[Referring expression pointing data]
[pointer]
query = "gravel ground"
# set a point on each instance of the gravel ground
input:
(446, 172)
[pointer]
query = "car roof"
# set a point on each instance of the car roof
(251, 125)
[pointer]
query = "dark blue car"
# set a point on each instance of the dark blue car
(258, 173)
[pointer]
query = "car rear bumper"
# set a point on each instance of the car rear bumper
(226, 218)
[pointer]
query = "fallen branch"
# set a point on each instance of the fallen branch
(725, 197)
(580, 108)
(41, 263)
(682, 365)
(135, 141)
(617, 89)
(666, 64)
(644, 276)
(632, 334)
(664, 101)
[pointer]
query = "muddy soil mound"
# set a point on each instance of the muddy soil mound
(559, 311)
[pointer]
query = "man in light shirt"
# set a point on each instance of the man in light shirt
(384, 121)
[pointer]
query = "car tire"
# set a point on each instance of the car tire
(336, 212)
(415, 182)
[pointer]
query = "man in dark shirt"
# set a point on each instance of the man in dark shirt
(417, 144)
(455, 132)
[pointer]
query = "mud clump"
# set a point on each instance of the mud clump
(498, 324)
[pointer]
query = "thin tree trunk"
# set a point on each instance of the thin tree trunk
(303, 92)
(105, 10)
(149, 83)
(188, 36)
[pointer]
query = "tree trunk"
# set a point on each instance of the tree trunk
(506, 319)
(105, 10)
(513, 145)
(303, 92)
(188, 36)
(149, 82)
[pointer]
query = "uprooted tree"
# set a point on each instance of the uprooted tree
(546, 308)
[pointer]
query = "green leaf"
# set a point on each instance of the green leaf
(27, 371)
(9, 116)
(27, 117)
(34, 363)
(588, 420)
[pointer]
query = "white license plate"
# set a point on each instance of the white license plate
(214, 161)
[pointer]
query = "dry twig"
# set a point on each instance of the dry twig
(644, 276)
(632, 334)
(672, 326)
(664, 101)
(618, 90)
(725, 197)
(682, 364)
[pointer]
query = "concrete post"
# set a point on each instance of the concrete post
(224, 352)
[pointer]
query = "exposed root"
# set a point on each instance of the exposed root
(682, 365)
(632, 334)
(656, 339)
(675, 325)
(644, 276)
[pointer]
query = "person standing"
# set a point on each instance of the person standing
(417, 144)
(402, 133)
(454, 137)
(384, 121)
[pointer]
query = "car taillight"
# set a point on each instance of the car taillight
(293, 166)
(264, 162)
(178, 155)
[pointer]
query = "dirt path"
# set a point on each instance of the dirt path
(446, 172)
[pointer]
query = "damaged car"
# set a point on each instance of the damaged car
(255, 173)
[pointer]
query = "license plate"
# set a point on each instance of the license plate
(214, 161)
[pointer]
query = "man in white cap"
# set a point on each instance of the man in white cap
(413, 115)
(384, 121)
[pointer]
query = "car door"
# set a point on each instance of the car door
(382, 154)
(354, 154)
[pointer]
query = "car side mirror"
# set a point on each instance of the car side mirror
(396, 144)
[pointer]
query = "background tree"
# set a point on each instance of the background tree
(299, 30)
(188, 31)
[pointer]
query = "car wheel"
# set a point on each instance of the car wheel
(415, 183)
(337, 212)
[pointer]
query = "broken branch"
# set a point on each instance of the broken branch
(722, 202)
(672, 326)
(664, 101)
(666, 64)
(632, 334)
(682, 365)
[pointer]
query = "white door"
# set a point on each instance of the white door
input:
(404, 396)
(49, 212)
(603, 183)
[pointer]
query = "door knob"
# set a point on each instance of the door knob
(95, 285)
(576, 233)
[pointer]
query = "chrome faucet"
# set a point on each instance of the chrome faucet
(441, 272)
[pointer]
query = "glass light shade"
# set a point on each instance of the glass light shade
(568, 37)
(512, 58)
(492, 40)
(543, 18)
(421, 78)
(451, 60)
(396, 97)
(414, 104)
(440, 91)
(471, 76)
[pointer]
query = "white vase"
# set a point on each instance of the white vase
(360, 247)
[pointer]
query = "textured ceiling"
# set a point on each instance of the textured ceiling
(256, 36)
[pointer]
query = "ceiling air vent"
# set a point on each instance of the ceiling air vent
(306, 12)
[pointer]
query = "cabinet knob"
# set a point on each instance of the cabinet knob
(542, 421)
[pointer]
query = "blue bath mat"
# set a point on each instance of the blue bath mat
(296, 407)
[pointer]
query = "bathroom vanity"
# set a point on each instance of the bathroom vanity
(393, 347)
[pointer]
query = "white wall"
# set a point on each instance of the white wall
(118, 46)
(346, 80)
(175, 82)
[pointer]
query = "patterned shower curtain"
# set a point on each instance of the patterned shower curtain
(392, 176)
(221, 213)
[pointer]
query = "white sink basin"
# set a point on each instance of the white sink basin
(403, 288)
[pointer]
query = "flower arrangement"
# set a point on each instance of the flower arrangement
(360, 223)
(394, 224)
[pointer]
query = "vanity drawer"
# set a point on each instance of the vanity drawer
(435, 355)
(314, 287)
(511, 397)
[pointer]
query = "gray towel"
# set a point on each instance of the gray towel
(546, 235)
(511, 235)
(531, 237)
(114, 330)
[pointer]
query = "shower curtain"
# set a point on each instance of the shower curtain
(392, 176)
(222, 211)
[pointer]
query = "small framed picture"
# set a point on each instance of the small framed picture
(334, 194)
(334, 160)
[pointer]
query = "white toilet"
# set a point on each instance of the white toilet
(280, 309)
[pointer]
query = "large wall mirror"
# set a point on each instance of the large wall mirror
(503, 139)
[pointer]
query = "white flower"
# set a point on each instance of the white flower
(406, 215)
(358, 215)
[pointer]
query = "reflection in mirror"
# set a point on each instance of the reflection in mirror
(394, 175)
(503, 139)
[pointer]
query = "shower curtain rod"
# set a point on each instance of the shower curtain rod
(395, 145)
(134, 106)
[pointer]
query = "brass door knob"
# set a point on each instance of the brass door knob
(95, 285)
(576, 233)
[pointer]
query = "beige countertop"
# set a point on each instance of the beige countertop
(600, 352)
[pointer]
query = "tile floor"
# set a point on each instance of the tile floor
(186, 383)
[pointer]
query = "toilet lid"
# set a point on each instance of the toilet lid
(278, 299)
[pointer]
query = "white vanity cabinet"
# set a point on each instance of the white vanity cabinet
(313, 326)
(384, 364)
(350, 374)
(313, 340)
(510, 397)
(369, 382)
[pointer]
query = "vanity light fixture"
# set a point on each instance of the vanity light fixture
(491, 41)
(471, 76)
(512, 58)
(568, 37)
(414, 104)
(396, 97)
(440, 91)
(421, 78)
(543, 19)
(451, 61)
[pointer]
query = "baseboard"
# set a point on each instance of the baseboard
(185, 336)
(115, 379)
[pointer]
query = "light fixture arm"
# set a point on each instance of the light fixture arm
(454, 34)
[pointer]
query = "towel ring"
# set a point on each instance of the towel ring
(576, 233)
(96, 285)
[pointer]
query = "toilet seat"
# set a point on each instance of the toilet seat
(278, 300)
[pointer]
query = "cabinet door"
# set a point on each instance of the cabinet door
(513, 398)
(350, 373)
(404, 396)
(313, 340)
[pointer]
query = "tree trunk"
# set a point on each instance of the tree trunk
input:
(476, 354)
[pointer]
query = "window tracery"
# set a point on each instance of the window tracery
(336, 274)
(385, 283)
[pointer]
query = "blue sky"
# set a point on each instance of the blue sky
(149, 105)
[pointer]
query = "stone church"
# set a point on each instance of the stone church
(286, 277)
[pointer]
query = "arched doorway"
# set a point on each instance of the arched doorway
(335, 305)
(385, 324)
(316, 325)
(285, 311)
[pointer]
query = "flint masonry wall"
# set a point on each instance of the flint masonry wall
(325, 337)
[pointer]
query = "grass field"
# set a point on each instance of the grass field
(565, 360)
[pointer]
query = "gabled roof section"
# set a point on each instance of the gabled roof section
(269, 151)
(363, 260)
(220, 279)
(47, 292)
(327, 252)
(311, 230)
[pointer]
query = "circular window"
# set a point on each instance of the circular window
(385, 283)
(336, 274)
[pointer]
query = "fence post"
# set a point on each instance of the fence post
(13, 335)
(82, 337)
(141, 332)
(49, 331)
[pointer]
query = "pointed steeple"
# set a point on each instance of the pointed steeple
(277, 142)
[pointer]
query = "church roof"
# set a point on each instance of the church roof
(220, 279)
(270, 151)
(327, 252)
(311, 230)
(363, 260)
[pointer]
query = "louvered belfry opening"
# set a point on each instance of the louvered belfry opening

Task requirements ->
Begin at the line containing "# set a point on each instance of the circular" and reproduce every line through the last one in the records above, exactly.

Result of this exercise ->
# set a point on each instance of the circular window
(385, 283)
(336, 274)
[pointer]
query = "fence post"
# set a point on each instance of the fence post
(13, 335)
(82, 337)
(141, 332)
(49, 331)
[pointer]
query = "pointed steeple"
# set a point on each instance of the pointed steeple
(277, 142)
[pointer]
query = "church roof"
# set a point on each instance of the church roof
(220, 279)
(270, 151)
(327, 252)
(311, 230)
(363, 260)
[pointer]
query = "louvered belfry opening"
# set a point on each instance of the louvered belfry opening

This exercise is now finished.